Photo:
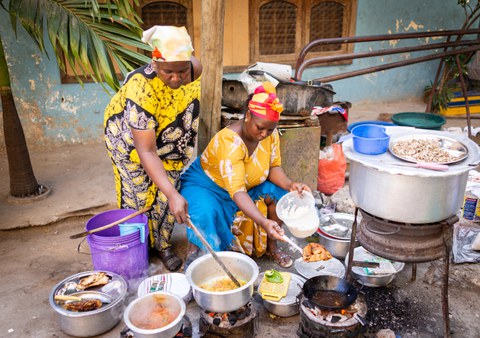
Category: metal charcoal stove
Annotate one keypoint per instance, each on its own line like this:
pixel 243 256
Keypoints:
pixel 236 324
pixel 406 242
pixel 344 323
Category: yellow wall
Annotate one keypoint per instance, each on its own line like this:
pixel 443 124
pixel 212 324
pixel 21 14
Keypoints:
pixel 236 32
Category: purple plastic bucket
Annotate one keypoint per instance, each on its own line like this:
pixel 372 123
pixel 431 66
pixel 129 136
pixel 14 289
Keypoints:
pixel 110 216
pixel 124 255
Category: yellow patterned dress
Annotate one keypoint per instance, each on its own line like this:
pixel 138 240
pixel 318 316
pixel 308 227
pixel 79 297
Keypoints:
pixel 144 102
pixel 224 168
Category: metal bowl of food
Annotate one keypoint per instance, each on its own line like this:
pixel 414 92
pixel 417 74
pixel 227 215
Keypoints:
pixel 212 288
pixel 374 277
pixel 89 303
pixel 287 306
pixel 335 233
pixel 155 315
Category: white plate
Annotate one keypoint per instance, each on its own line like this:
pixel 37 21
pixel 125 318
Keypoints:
pixel 450 145
pixel 332 267
pixel 175 283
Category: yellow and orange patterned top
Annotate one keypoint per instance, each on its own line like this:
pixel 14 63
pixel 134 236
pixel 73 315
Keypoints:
pixel 227 162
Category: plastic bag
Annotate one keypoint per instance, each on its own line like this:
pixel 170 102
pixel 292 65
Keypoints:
pixel 250 82
pixel 464 236
pixel 331 169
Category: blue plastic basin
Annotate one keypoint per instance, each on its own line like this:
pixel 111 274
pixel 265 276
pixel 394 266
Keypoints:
pixel 379 123
pixel 370 139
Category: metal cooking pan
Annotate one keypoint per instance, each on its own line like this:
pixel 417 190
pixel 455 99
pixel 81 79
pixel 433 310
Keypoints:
pixel 329 292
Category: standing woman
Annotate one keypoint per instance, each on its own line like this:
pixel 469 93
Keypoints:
pixel 233 187
pixel 151 126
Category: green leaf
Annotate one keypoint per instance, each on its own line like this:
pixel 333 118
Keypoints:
pixel 273 276
pixel 92 37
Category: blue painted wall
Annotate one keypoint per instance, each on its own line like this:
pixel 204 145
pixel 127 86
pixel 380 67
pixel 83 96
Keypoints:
pixel 53 113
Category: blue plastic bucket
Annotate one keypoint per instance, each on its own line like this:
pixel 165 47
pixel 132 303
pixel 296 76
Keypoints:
pixel 125 255
pixel 370 139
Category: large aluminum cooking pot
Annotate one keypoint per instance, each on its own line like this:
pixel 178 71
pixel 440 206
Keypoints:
pixel 408 194
pixel 91 323
pixel 205 269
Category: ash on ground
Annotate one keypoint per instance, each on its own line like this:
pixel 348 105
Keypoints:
pixel 387 309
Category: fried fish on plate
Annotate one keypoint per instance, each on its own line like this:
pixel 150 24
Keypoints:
pixel 314 252
pixel 96 279
pixel 83 305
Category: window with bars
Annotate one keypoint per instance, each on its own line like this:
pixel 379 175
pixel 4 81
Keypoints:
pixel 280 29
pixel 165 13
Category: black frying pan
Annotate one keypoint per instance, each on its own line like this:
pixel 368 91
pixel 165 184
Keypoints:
pixel 329 292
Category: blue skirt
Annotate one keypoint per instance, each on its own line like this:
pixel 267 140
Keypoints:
pixel 212 210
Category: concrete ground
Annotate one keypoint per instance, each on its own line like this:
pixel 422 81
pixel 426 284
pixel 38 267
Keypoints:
pixel 37 253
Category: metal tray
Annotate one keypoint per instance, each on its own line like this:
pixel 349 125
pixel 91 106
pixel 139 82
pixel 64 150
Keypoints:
pixel 332 267
pixel 337 225
pixel 452 146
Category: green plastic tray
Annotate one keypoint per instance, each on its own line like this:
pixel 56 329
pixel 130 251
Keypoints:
pixel 419 120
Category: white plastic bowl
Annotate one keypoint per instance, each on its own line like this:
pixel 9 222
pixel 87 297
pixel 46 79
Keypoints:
pixel 299 214
pixel 167 331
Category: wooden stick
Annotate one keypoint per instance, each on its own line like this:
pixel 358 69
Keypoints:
pixel 205 243
pixel 85 233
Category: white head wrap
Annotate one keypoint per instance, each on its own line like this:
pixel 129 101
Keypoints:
pixel 169 43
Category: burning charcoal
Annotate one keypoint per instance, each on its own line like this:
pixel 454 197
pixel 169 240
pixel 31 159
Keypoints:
pixel 335 319
pixel 241 314
pixel 232 318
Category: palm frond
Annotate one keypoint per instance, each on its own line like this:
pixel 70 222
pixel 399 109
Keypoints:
pixel 87 35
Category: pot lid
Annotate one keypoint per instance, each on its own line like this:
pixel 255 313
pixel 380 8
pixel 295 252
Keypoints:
pixel 331 267
pixel 337 225
pixel 175 283
pixel 389 163
pixel 386 267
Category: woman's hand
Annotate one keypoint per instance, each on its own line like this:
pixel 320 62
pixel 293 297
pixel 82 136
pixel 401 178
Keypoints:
pixel 274 231
pixel 178 207
pixel 299 187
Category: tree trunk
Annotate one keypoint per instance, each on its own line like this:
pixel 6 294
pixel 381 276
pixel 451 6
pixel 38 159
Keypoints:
pixel 213 12
pixel 22 180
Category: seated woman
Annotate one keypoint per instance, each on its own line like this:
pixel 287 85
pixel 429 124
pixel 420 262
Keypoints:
pixel 233 187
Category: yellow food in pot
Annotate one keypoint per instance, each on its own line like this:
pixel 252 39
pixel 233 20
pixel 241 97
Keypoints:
pixel 222 284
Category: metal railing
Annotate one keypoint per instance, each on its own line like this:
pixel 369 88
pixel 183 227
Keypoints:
pixel 452 47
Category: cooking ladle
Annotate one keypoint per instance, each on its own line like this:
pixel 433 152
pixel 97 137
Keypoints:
pixel 209 248
pixel 292 243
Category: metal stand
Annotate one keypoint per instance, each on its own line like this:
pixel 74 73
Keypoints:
pixel 446 260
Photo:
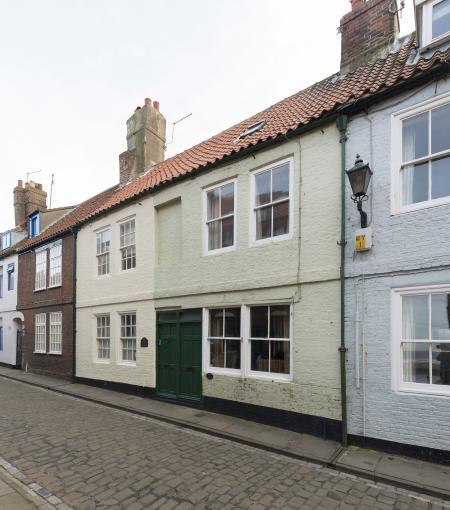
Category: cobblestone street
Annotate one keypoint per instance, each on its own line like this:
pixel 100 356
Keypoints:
pixel 92 457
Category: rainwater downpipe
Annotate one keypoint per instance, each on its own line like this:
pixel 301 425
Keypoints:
pixel 341 124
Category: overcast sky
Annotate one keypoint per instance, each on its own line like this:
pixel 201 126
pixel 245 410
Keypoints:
pixel 72 72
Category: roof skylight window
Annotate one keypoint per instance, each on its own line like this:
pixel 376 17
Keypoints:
pixel 252 129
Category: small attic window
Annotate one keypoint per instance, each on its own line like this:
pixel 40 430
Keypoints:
pixel 252 129
pixel 433 21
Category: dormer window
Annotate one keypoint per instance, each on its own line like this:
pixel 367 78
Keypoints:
pixel 34 227
pixel 433 22
pixel 6 240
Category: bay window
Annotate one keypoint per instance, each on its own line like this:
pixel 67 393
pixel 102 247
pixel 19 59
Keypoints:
pixel 128 337
pixel 55 333
pixel 272 202
pixel 41 270
pixel 224 338
pixel 423 339
pixel 40 335
pixel 103 337
pixel 55 265
pixel 270 340
pixel 103 247
pixel 128 244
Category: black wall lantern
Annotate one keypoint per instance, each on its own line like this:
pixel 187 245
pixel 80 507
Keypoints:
pixel 359 176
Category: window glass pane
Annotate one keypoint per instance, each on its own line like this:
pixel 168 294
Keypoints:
pixel 227 232
pixel 440 129
pixel 415 184
pixel 227 199
pixel 415 137
pixel 213 199
pixel 440 177
pixel 216 322
pixel 279 357
pixel 214 235
pixel 262 185
pixel 280 182
pixel 260 355
pixel 440 317
pixel 233 354
pixel 441 363
pixel 415 317
pixel 264 223
pixel 441 18
pixel 281 219
pixel 217 353
pixel 233 322
pixel 259 322
pixel 279 321
pixel 416 363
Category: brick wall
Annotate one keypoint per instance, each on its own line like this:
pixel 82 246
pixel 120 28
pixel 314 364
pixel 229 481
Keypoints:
pixel 367 31
pixel 56 299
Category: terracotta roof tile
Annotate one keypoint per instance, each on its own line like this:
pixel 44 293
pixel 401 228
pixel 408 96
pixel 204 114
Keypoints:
pixel 295 111
pixel 68 221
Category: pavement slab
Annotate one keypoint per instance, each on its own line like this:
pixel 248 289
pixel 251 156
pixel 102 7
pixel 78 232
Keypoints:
pixel 405 472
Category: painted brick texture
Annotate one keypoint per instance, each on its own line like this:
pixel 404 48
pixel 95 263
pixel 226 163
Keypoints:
pixel 409 249
pixel 31 302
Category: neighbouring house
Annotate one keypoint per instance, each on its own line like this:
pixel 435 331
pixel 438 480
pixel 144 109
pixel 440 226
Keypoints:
pixel 398 284
pixel 10 319
pixel 46 291
pixel 214 276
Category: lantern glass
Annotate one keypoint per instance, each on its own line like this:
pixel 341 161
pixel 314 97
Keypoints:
pixel 359 177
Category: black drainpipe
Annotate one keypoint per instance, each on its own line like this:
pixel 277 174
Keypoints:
pixel 341 123
pixel 74 303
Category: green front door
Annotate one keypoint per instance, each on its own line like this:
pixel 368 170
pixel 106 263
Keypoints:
pixel 179 354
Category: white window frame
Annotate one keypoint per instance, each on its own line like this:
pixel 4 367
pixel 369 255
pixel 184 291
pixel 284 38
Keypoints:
pixel 124 247
pixel 122 361
pixel 206 344
pixel 40 283
pixel 398 385
pixel 40 321
pixel 55 265
pixel 102 254
pixel 245 370
pixel 397 119
pixel 206 250
pixel 6 240
pixel 97 338
pixel 55 333
pixel 253 207
pixel 427 25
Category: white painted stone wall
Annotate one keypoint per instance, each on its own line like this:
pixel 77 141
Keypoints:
pixel 118 292
pixel 10 319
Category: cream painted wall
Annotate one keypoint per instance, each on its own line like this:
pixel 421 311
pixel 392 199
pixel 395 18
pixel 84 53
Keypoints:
pixel 118 292
pixel 174 271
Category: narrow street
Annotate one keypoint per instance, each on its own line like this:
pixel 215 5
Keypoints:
pixel 93 457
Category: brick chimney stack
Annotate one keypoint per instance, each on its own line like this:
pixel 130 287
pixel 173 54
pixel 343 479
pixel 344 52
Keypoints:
pixel 368 32
pixel 27 200
pixel 146 140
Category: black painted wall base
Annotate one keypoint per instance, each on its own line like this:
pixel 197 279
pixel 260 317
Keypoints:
====================
Task requirements: Return each line of the entries that holds the string "plastic".

Result of this exercise:
Category: purple plastic bucket
Category: plastic bag
Category: blue plastic basin
Category: blue plastic bucket
Category: green plastic tray
Category: white plastic bowl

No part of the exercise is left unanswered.